* **RICHIESTA**
Disponi come CSV a due colonne, intitolate "richiesta" e "risposta", le voci che vanno dalla riga che contiene "the black pump" fino alla fine delle voci, estremi inclusi, con una riga per ciascuna voce. Metti il testo e la risposta di ogni voce ciascuno in un unico campo tra virgolette, sostituendo gli a capo con spazi.

**** INSIEME DI VOCI

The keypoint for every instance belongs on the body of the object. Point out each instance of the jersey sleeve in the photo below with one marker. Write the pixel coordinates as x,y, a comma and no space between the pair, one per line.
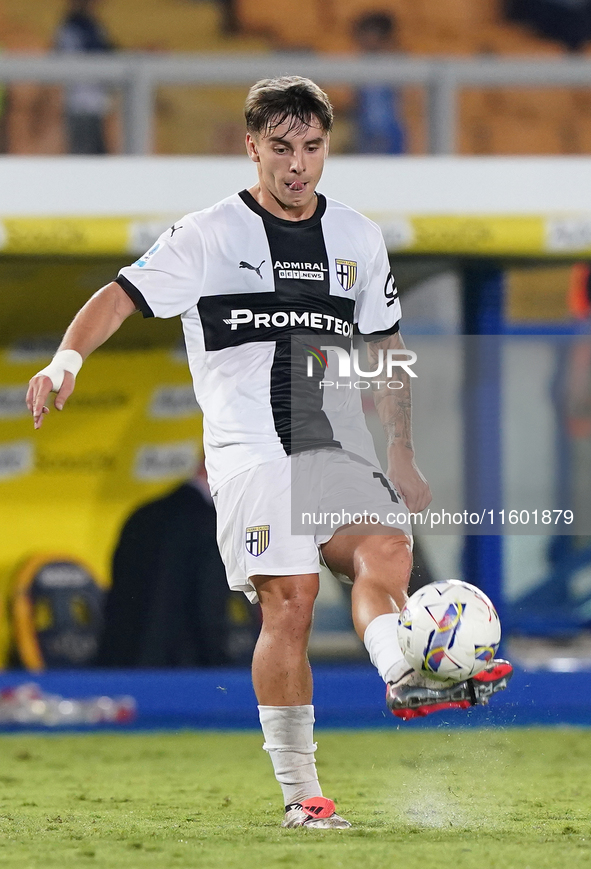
167,280
377,308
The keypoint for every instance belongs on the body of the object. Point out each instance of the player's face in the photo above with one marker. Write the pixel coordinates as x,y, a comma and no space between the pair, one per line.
289,163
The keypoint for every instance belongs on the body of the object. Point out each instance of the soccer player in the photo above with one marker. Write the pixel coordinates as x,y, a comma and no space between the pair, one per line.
263,281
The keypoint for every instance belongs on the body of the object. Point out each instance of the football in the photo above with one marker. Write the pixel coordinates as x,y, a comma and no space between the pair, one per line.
449,630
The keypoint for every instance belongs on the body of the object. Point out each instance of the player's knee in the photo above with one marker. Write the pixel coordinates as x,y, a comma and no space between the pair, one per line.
288,599
390,555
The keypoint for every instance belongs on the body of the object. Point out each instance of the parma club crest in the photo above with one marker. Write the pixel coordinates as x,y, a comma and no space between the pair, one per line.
346,273
257,539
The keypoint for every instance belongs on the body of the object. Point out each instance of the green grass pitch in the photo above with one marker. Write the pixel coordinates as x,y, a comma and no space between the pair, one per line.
490,799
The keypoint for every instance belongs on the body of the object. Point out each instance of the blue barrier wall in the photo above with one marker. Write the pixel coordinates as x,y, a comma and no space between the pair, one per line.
344,697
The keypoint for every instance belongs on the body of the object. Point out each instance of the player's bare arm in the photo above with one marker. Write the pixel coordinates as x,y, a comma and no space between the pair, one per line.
100,318
394,409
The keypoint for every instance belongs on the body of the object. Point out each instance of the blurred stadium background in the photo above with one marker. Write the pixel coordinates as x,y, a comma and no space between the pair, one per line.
487,219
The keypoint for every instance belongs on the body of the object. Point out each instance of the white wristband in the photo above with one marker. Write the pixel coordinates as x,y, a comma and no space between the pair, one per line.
64,360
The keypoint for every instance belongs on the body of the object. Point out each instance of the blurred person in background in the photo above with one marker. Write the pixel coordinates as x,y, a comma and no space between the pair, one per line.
168,603
86,105
376,114
30,112
566,21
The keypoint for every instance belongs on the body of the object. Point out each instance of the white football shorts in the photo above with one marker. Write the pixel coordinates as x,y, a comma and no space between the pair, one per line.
272,518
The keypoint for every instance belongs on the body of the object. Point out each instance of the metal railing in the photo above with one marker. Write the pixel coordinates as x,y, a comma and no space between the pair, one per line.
138,75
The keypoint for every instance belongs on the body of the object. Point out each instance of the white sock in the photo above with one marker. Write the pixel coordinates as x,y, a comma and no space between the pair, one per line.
381,641
289,739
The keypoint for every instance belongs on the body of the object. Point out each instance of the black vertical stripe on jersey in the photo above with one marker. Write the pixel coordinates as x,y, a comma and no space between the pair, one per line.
296,400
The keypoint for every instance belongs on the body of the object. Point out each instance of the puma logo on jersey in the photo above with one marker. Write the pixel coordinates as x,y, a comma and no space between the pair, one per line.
256,269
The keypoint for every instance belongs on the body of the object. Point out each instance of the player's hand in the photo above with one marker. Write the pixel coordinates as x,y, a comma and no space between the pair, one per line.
38,392
411,484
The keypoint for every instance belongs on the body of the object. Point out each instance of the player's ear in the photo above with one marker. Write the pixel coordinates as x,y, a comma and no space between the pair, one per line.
252,149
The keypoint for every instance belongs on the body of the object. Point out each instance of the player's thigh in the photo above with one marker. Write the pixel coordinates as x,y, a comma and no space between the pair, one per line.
254,528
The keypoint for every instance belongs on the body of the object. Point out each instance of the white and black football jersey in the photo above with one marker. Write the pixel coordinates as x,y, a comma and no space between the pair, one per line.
259,296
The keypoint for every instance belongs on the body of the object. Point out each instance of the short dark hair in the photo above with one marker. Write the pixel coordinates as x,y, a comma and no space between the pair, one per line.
383,23
272,101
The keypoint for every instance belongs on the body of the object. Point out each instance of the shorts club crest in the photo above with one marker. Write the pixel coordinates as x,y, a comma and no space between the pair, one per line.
346,273
257,539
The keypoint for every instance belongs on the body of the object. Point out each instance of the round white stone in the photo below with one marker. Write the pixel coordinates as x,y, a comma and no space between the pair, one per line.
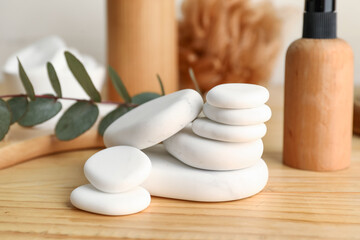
154,121
117,169
237,95
239,117
172,179
90,199
209,154
206,128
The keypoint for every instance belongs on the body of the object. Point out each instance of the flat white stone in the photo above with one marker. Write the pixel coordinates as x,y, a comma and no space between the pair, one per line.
154,121
90,199
117,169
239,117
207,128
210,154
237,95
171,178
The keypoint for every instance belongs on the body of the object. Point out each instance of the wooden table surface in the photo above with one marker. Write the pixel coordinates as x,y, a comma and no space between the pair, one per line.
296,204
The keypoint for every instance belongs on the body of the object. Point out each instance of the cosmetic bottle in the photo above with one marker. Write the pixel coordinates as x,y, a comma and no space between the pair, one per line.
318,94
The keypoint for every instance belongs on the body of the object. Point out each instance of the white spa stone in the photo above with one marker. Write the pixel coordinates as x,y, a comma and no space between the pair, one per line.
237,95
90,199
117,169
239,117
171,178
210,154
206,128
155,121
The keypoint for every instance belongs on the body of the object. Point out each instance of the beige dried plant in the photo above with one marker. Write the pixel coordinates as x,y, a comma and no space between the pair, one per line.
226,41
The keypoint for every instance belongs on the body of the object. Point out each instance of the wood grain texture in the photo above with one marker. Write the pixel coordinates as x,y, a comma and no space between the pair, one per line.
296,204
142,42
318,104
19,152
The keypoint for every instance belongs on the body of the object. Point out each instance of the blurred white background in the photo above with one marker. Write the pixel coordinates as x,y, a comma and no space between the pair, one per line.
82,24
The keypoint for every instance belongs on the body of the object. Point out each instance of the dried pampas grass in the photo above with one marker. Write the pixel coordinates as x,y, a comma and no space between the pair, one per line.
228,41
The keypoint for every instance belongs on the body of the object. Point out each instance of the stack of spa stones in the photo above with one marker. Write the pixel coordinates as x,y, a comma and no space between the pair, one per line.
229,137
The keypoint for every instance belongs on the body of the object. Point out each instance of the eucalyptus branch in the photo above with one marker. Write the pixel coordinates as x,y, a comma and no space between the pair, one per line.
30,109
71,99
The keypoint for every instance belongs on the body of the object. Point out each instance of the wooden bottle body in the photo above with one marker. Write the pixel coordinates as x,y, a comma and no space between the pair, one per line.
142,42
318,105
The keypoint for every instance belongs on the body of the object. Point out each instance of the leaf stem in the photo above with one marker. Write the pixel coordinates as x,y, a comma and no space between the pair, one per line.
70,99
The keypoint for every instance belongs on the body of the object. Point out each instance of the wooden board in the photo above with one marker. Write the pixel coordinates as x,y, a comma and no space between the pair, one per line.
296,204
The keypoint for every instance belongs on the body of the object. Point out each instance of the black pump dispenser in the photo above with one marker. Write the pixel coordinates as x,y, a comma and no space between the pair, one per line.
320,19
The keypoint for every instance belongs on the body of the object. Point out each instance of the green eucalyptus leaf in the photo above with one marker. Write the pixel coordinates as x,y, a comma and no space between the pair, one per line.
76,120
26,82
110,118
144,97
81,75
18,107
39,111
5,118
119,85
161,84
54,80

********

* **SOLUZIONE**
richiesta,risposta
"The keypoint for every instance belongs on the body of the object. Point out each instance of the black pump dispenser in the photo above with one marker. Write the pixel coordinates as x,y, a comma and no space between the pair, one per line.","320,19"
"The keypoint for every instance belongs on the body of the object. Point out each instance of the green eucalyptus leaf in the photo above with one marker. Write the pixel coordinates as x,y, a comma and no space between the pair, one per line.","76,120 26,82 110,118 144,97 81,75 18,107 39,111 5,118 119,85 161,84 54,80"